TEXT SECTION:
┄┄┄┄┄┄┄┄┄┄
The attorney for a suspended Newton District Court judge charged with helping a man escape from ICE has issued a letter accusing District Attorney Andrew Lelling of political bias and the state government of improper leaks to the press.
Thomas Hoopes, attorney for Judge Shelley Joseph, submitted the letter on Tuesday, seeking an investigation into bias against Joseph and sanctuary cities, on the part of the U.S. Attorney’s Office in Massachusetts, the Department of Justice, and the Department of Homeland Security and ICE both at the national and state level. It stated that all written materials related to the case from April 25, 2017 up to the present should be reviewed.
The letter cites an op-ed Lelling wrote in the Boston Herald in February, which called sanctuary cities a “genuine and persistent threat to our communities and the rule of law.”
In the op-ed, Lelling criticizes another Newton judge for setting bail for a man accused of raping a Boston College student when he was an Uber driver. The man, who was living in the United States illegally, fled the country after being released. The judge in question set the standard of banning ICE agents from being inside Newton courtrooms that Joseph was following, Hoopes wrote in the letter.
“Why the United States Attorney wrote a political op-ed piece at all in his position as a supposedly unbiased law enforcement officer of the United States is unclear,” Hoopes said in the letter. “Why he chose to attack a judge for setting a lower bail in the context of a piece opposing sanctuary cities is also unclear.”
┄┄┄┄┄┄┄┄┄┄
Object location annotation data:

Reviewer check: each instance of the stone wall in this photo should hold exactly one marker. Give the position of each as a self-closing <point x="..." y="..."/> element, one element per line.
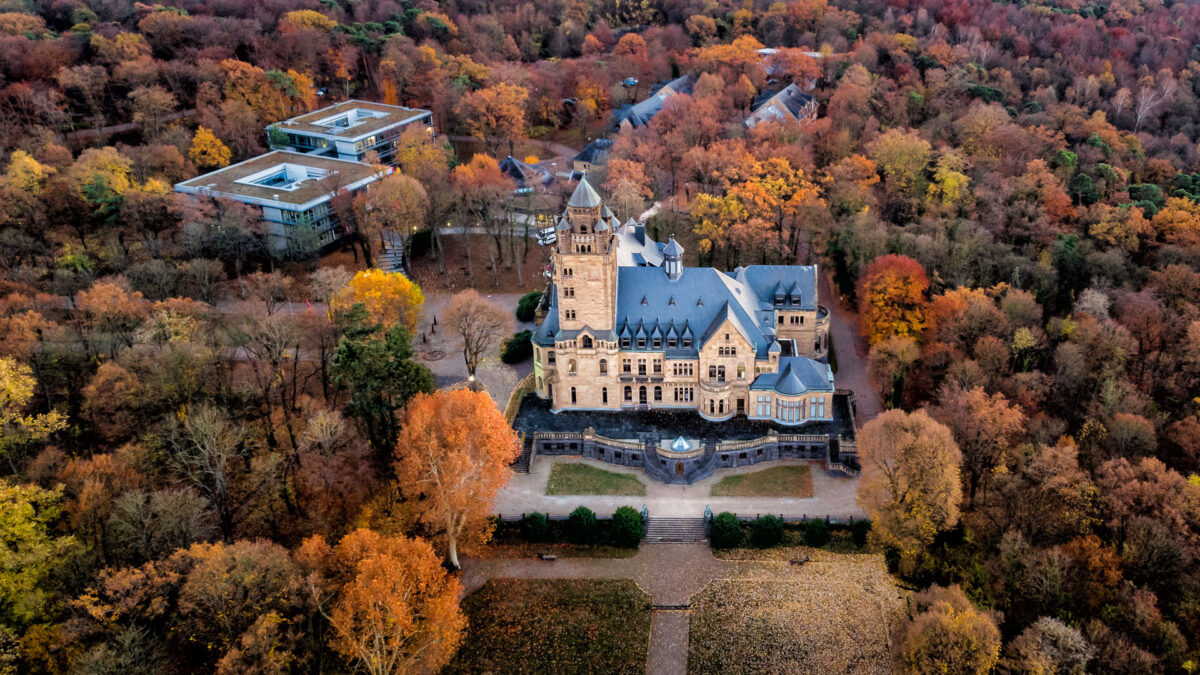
<point x="663" y="466"/>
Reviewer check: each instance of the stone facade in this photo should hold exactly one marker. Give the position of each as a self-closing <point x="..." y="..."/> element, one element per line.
<point x="701" y="341"/>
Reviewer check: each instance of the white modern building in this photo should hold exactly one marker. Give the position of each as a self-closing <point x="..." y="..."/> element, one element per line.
<point x="348" y="130"/>
<point x="293" y="191"/>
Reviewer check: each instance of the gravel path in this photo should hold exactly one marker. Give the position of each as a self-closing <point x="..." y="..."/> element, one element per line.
<point x="852" y="350"/>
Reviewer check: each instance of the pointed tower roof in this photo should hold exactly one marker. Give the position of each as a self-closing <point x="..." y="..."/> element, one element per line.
<point x="583" y="197"/>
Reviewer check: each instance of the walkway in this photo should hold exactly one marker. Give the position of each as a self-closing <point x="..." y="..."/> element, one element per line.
<point x="527" y="493"/>
<point x="670" y="573"/>
<point x="852" y="372"/>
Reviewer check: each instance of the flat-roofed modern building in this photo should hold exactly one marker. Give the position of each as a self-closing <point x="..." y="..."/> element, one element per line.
<point x="293" y="191"/>
<point x="348" y="130"/>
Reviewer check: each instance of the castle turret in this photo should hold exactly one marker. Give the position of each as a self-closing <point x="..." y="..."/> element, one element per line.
<point x="586" y="262"/>
<point x="672" y="258"/>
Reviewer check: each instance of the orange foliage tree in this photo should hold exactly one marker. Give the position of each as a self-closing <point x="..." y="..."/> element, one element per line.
<point x="395" y="608"/>
<point x="453" y="455"/>
<point x="892" y="298"/>
<point x="493" y="114"/>
<point x="389" y="297"/>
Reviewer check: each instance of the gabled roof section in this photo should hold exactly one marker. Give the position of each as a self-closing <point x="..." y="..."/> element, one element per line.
<point x="787" y="103"/>
<point x="640" y="114"/>
<point x="595" y="151"/>
<point x="796" y="375"/>
<point x="585" y="196"/>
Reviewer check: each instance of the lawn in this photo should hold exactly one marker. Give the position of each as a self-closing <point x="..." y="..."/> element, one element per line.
<point x="573" y="478"/>
<point x="792" y="481"/>
<point x="555" y="626"/>
<point x="832" y="615"/>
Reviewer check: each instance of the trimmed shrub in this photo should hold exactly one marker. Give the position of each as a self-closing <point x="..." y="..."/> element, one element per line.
<point x="859" y="530"/>
<point x="527" y="305"/>
<point x="581" y="526"/>
<point x="816" y="533"/>
<point x="517" y="348"/>
<point x="535" y="526"/>
<point x="725" y="531"/>
<point x="767" y="531"/>
<point x="628" y="527"/>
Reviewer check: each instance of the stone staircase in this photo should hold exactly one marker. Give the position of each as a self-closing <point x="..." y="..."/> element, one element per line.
<point x="391" y="258"/>
<point x="525" y="460"/>
<point x="675" y="530"/>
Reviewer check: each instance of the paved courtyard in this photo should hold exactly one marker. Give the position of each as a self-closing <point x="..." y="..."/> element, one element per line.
<point x="527" y="493"/>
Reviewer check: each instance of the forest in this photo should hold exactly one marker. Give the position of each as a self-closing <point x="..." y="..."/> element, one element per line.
<point x="198" y="479"/>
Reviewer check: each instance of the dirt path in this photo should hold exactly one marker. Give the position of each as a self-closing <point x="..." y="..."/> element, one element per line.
<point x="851" y="348"/>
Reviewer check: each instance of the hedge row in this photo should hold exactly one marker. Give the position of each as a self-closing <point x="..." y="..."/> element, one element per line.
<point x="625" y="529"/>
<point x="726" y="531"/>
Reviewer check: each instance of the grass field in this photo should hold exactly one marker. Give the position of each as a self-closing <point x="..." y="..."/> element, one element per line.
<point x="570" y="478"/>
<point x="555" y="626"/>
<point x="792" y="481"/>
<point x="832" y="615"/>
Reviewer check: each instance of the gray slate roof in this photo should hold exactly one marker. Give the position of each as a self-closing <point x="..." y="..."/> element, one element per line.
<point x="595" y="151"/>
<point x="640" y="114"/>
<point x="585" y="196"/>
<point x="786" y="103"/>
<point x="796" y="375"/>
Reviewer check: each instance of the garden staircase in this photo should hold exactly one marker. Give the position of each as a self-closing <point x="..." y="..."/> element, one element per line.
<point x="675" y="530"/>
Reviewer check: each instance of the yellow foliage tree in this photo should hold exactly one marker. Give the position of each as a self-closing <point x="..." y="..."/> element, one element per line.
<point x="306" y="19"/>
<point x="208" y="150"/>
<point x="389" y="297"/>
<point x="16" y="392"/>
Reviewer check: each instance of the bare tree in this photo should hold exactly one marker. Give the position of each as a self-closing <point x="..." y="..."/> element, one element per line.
<point x="205" y="449"/>
<point x="479" y="322"/>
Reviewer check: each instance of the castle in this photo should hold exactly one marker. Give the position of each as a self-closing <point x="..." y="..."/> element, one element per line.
<point x="630" y="328"/>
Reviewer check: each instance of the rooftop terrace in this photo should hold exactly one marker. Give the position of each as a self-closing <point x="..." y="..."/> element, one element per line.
<point x="281" y="175"/>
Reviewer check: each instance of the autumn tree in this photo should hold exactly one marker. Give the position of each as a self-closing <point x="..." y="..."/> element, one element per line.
<point x="911" y="483"/>
<point x="493" y="114"/>
<point x="389" y="297"/>
<point x="453" y="455"/>
<point x="391" y="605"/>
<point x="395" y="204"/>
<point x="892" y="298"/>
<point x="479" y="323"/>
<point x="208" y="151"/>
<point x="381" y="372"/>
<point x="31" y="551"/>
<point x="18" y="426"/>
<point x="983" y="425"/>
<point x="946" y="634"/>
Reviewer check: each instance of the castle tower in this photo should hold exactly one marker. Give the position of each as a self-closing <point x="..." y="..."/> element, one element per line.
<point x="586" y="263"/>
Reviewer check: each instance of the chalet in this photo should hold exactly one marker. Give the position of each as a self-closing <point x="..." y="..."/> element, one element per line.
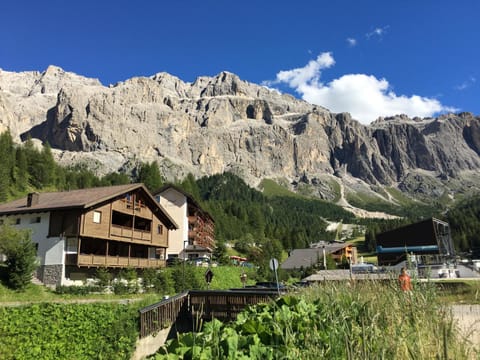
<point x="196" y="234"/>
<point x="429" y="241"/>
<point x="78" y="231"/>
<point x="315" y="255"/>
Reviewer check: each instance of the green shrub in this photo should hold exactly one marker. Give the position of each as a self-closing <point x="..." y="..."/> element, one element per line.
<point x="68" y="331"/>
<point x="78" y="290"/>
<point x="333" y="321"/>
<point x="17" y="246"/>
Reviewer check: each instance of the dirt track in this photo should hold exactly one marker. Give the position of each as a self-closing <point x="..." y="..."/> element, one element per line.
<point x="468" y="320"/>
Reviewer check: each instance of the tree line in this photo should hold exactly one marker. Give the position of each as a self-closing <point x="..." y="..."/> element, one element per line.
<point x="244" y="216"/>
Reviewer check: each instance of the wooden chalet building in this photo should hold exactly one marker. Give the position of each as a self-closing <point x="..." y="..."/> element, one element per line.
<point x="80" y="230"/>
<point x="196" y="235"/>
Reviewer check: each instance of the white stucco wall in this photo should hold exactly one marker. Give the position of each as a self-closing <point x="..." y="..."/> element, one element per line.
<point x="50" y="250"/>
<point x="175" y="203"/>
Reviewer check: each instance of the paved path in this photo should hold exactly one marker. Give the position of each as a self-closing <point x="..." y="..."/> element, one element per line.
<point x="468" y="320"/>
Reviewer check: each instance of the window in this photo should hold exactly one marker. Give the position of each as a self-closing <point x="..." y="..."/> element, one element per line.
<point x="97" y="217"/>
┄┄┄┄┄┄┄┄┄┄
SHORT PROBLEM: Copy out, word for word and in full, the news text about the letter from Judge Shelley Joseph's attorney.

EXPECTED ANSWER:
The attorney for a suspended Newton District Court judge charged with helping a man escape from ICE has issued a letter accusing District Attorney Andrew Lelling of political bias and the state government of improper leaks to the press.
Thomas Hoopes, attorney for Judge Shelley Joseph, submitted the letter on Tuesday, seeking an investigation into bias against Joseph and sanctuary cities, on the part of the U.S. Attorney’s Office in Massachusetts, the Department of Justice, and the Department of Homeland Security and ICE both at the national and state level. It stated that all written materials related to the case from April 25, 2017 up to the present should be reviewed.
The letter cites an op-ed Lelling wrote in the Boston Herald in February, which called sanctuary cities a “genuine and persistent threat to our communities and the rule of law.”
In the op-ed, Lelling criticizes another Newton judge for setting bail for a man accused of raping a Boston College student when he was an Uber driver. The man, who was living in the United States illegally, fled the country after being released. The judge in question set the standard of banning ICE agents from being inside Newton courtrooms that Joseph was following, Hoopes wrote in the letter.
“Why the United States Attorney wrote a political op-ed piece at all in his position as a supposedly unbiased law enforcement officer of the United States is unclear,” Hoopes said in the letter. “Why he chose to attack a judge for setting a lower bail in the context of a piece opposing sanctuary cities is also unclear.”